Do this:
Please update all the records below, changing "single dot" to "single point" everywhere and keeping everything else unchanged. Leave the pictures out of your answer.

(Stored items)
··········

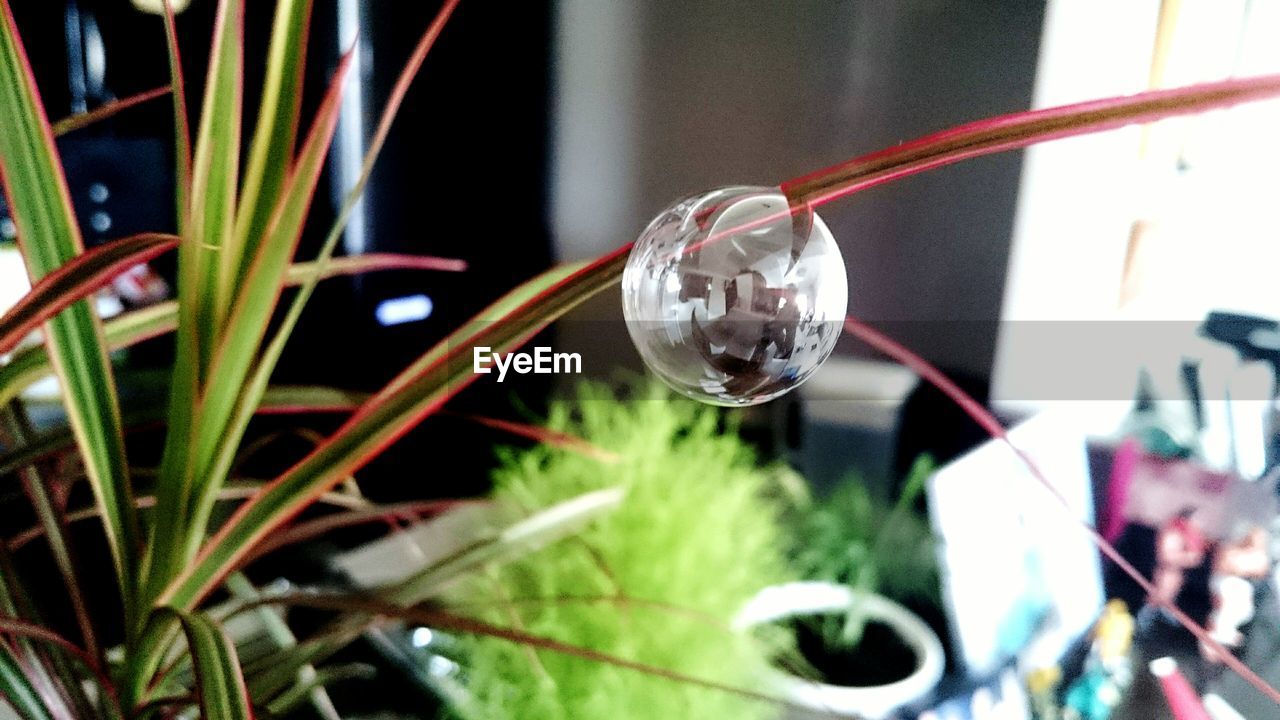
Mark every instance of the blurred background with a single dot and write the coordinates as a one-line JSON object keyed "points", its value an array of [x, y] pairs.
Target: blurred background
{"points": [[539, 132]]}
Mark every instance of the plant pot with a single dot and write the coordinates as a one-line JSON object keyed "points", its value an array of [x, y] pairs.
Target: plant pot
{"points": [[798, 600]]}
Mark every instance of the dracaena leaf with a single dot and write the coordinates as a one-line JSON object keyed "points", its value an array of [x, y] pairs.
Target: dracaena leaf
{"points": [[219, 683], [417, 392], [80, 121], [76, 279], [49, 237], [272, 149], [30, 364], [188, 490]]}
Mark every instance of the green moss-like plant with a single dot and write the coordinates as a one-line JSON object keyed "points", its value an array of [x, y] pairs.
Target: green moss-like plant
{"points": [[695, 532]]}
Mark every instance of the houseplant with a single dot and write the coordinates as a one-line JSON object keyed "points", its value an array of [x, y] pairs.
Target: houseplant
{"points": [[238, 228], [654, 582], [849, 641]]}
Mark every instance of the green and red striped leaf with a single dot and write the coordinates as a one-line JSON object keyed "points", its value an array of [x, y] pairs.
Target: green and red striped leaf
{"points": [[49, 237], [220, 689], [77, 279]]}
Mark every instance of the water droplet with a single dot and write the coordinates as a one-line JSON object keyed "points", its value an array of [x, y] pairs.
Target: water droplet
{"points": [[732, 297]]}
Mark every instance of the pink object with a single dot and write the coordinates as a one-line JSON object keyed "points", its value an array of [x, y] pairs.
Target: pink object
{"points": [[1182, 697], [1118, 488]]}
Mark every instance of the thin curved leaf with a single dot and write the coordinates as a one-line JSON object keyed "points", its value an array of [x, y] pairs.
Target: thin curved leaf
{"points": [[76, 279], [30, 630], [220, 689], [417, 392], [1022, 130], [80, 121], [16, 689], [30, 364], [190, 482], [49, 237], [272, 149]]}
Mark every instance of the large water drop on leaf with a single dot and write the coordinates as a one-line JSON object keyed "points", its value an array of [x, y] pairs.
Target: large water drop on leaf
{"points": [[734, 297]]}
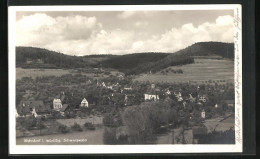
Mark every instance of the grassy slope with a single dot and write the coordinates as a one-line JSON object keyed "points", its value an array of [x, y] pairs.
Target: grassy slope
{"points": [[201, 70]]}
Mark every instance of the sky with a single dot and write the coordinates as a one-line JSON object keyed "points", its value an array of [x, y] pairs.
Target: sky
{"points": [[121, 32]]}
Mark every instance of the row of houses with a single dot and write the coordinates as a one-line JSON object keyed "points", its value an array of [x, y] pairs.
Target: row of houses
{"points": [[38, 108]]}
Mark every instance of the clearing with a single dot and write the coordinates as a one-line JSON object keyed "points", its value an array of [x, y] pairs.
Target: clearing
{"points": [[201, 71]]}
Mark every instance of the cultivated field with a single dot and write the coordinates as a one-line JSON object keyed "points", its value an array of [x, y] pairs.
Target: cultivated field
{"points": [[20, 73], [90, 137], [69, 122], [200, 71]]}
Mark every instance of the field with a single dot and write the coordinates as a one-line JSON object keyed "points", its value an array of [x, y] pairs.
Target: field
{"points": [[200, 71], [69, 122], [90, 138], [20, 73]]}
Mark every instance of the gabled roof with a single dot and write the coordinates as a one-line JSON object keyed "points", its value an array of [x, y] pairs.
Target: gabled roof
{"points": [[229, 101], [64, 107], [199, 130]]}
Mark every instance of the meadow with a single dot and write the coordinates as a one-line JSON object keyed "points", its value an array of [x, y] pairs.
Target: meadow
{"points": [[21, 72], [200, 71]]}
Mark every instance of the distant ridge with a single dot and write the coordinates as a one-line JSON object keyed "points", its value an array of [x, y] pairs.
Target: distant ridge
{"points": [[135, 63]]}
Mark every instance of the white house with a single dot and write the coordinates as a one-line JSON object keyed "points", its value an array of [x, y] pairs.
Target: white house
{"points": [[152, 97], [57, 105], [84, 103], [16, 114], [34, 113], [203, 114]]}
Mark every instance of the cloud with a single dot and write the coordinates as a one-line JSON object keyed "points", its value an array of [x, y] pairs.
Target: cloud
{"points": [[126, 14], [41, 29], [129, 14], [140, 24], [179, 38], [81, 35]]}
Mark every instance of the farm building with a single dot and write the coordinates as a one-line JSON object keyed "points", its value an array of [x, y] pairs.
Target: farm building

··········

Solution for this exercise:
Mark every instance of the blurred background with a single point and write the coordinates as a one-line JSON object keyed "points", its value an array of [x, y] pairs.
Target: blurred background
{"points": [[539, 132]]}
Mark every instance of the plant pot with a single point and write the coordinates as a one-line JSON object keyed "points", its value an array of [x, y] pairs.
Target: plant pot
{"points": [[798, 600]]}
Mark every instance of the dracaena leaf with a single point and write the coordinates as a one-line JSON object keyed "points", its value an array of [x, y] pairs.
Target: dracaena leaf
{"points": [[219, 683], [417, 392], [80, 121], [76, 279], [49, 237], [272, 149], [30, 364], [188, 490]]}
Mark every instance of the green moss-like plant with a single point and write the coordinates as a one-line JSON object keyed "points", its value an array of [x, y] pairs.
Target: green moss-like plant
{"points": [[695, 532]]}
Mark every instance of the houseplant with a single point and write the coordinates as a one-line JSON object keyed "points", its value an array of [x, y] pairs.
Target: houseplant
{"points": [[238, 228], [654, 582], [849, 641]]}
Mark every instance of the green and red striped leaf with a single point and write the coordinates as a one-line JSON object keyed "points", its value an array of [x, y] pairs.
Target: green and red striped leaf
{"points": [[49, 237], [220, 689], [77, 279]]}
Mark every instance of the water droplet with a single point and write the coordinates as a one-line JSON object keyed "points", its value an array of [x, y] pairs.
Target: water droplet
{"points": [[732, 297]]}
Mark every instance of the pink object with a single point and write the coordinates as a one-line JSON object keyed "points", its value an array of [x, y] pairs.
Target: pink object
{"points": [[1182, 697], [1118, 488]]}
Mark every instance of the thin curved leaf with a single point and write the coordinates as a one-line JSON object keyed "points", its value an array of [x, y] pairs.
Target: thin curved leaf
{"points": [[76, 279], [30, 630], [220, 689], [417, 392], [1022, 130], [80, 121], [16, 689], [30, 364], [190, 482], [49, 237], [272, 149]]}
Mark every instance of the large water drop on leaf with a single point and write the coordinates as a one-line JSON object keyed "points", its value an array of [x, y] pairs.
Target: large water drop on leaf
{"points": [[734, 297]]}
Mark every instance of the grassy slope with a single point and write the coordinates as a one-line JSON object keyed "points", its value an array of [x, y] pairs.
Target: grassy slope
{"points": [[201, 70]]}
Mark every instance of the sky with a single point and write the coordinates as a one-line JSON object keyed "points", its value an array of [x, y] pairs.
Target: sky
{"points": [[121, 32]]}
Mark every instance of the row of houses with a single point and write the coordinates as a one-line JSON object keyed "points", its value an array of [x, y] pairs.
Target: row of houses
{"points": [[38, 108]]}
Mark every instance of the clearing with a single point and write the coordinates as a one-line JSON object keyed "points", its value an array of [x, y] pairs.
Target: clearing
{"points": [[201, 71]]}
Mark every instance of the cultivated field with a single point and write the coordinates as a one-line JSON object keyed "points", its value an array of [x, y] pairs.
Target: cultivated field
{"points": [[20, 73], [90, 137], [69, 122], [200, 71]]}
Mark every instance of the field with a single point and write the coordinates as a one-line JSON object keyed "points", its value an array of [x, y] pairs.
Target: field
{"points": [[200, 71], [69, 122], [90, 138], [20, 73]]}
Mark every instance of the gabled roof with a single point and write the coordinates as a one-line JSON object keyed "points", its value an array of [x, y] pairs.
Target: gabled roof
{"points": [[229, 101], [64, 107], [199, 130]]}
Mark every instance of the meadow with a single point and write the coordinates as a one-line JSON object keyed "points", its value an array of [x, y] pairs.
Target: meadow
{"points": [[21, 72], [200, 71]]}
Mark every instance of the distant ridge with a single point and write the coordinates as a one-line JSON object keyed "points", its value an array of [x, y] pairs.
Target: distant ridge
{"points": [[135, 63]]}
Mark every instance of the white house with a single point and write the coordinates as a one-line JSON object keyed "points", its value an array of [x, y] pairs.
Target: white house
{"points": [[152, 97], [57, 105], [84, 103], [16, 114], [34, 113], [203, 114]]}
Mark every instance of the cloud with a single point and write the coordinates as a one-line JSON object keyed "points", its value an array of [x, y] pairs.
Target: cloud
{"points": [[126, 14], [41, 29], [129, 14], [140, 24], [179, 38], [81, 35]]}
Mark every instance of the farm building with a single point and write the coordinates as a one-line JSON object keyed "points", its value an array of [x, y] pairs.
Target: farm building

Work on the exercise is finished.